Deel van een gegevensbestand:
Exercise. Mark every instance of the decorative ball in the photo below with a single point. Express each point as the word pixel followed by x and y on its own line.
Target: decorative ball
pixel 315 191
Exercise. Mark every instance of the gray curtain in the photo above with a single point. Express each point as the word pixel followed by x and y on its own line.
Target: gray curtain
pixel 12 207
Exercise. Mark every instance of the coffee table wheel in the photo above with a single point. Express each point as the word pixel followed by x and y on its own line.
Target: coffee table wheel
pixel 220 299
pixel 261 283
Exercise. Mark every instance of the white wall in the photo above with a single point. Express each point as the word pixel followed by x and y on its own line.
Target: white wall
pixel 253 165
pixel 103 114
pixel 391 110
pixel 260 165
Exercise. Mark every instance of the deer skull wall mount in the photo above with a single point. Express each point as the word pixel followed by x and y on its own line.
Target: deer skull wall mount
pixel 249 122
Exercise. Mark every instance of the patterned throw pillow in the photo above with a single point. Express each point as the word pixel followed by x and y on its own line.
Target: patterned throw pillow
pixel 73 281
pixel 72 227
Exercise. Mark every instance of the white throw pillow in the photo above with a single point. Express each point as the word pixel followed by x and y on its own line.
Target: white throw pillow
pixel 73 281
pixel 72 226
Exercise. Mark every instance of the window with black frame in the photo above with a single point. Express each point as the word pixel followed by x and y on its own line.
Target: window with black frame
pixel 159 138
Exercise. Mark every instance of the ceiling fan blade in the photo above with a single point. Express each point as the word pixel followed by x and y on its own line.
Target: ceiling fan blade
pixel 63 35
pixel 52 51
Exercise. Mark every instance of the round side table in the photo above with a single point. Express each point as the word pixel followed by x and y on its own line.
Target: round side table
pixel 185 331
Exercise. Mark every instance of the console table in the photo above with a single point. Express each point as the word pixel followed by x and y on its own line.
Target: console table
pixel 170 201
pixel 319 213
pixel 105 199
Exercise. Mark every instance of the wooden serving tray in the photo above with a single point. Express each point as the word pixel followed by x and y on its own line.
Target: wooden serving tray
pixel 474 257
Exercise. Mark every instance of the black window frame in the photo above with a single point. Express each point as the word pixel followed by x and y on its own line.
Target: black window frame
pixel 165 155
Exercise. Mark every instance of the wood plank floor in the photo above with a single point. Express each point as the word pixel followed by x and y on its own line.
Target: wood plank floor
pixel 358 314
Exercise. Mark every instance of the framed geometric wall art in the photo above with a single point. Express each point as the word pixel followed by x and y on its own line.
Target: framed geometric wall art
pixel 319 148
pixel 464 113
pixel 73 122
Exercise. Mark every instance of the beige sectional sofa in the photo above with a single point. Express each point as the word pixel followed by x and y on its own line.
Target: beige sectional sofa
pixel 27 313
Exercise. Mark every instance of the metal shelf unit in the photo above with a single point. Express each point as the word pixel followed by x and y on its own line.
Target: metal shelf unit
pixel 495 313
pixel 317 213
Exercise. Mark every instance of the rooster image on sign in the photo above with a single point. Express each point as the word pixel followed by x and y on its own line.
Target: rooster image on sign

Wat te maken: Geef alle rijen hierboven letterlijk en volledig terug, zonder iets te wijzigen.

Antwoord hierop:
Exercise. Mark every instance of the decorative ball in the photo below with a single point. Express each point as the word pixel followed by x and y on its own line.
Target: decorative ball
pixel 315 191
Exercise. Mark every instance of the gray curtain in the photo above with a single point. Express each point as the word pixel followed by x and y on its own line.
Target: gray curtain
pixel 12 207
Exercise. Mark every instance of the coffee table wheel in the photo above with a single point. Express each point as the word pixel followed by x and y on its own line.
Target: coffee table wheel
pixel 220 299
pixel 261 283
Exercise. Mark every instance of the white wall in the photo above with a single point. Express each point as the word pixel followed by x and y on its own line.
Target: white wall
pixel 253 165
pixel 103 114
pixel 391 110
pixel 260 165
Exercise. Mark every instance of the deer skull wall mount in the photo above with a single point. Express each point as the word pixel followed by x and y on its own line.
Target: deer skull wall mount
pixel 249 122
Exercise. Mark every instance of the patterned throw pillow in the photo above with a single point. Express each point as the word pixel followed by x and y on its own line.
Target: patterned throw pillow
pixel 73 281
pixel 72 227
Exercise. Mark every instance of the white throw pillow in the photo above with a single point. Express each point as the word pixel followed by x and y on its own line.
Target: white throw pillow
pixel 73 281
pixel 72 226
Exercise. Mark every instance of the window with black frame in the photo above with a single point. Express each point as the word pixel followed by x and y on its own line.
Target: window with black frame
pixel 159 138
Exercise. Mark every instance of the ceiling fan blade in the photo above with a single point. Express each point as the word pixel followed by x and y on its own line.
Target: ceiling fan blade
pixel 63 35
pixel 52 51
Exercise. Mark every instance of the round side table in the photo above with a single point. Express each point as the word pixel followed by x and y on its own line.
Target: round side table
pixel 185 331
Exercise. Mark every instance of the console table in the photo above with a single point. Express each point as the word pixel followed by x and y on its own line.
Target: console table
pixel 170 201
pixel 319 213
pixel 105 199
Exercise. Mark every instance of the wooden serving tray in the photo above with a single point. Express each point as the word pixel followed by x and y on its own line.
Target: wooden serving tray
pixel 474 257
Exercise. Mark every instance of the black window frame in the photo above with a single point. Express each point as the word pixel followed by x and y on its own line.
Target: black window frame
pixel 165 155
Exercise. Mark every instance of the wood plank floor in the photo above with a single point. Express each point as the word pixel followed by x and y on its own line.
Target: wood plank floor
pixel 358 314
Exercise. Mark every instance of the framed geometric wall art in the photo above with a single point. Express each point as the word pixel followed by x and y on its own line.
Target: framed geometric wall art
pixel 319 148
pixel 464 113
pixel 73 122
Exercise. Mark every instance of the beige sectional sofa in the photo above with a single point. Express each point as the word pixel followed by x and y on its own line.
Target: beige sectional sofa
pixel 27 313
Exercise. Mark every instance of the metal shelf unit in the photo above with a single point. Express each point as the word pixel followed by x and y on its own line.
Target: metal shelf unit
pixel 495 313
pixel 317 213
Exercise. Mark every instance of the rooster image on sign in the photo above with a single point. Express each point as the word pixel followed by x and y on its own line.
Target: rooster image on sign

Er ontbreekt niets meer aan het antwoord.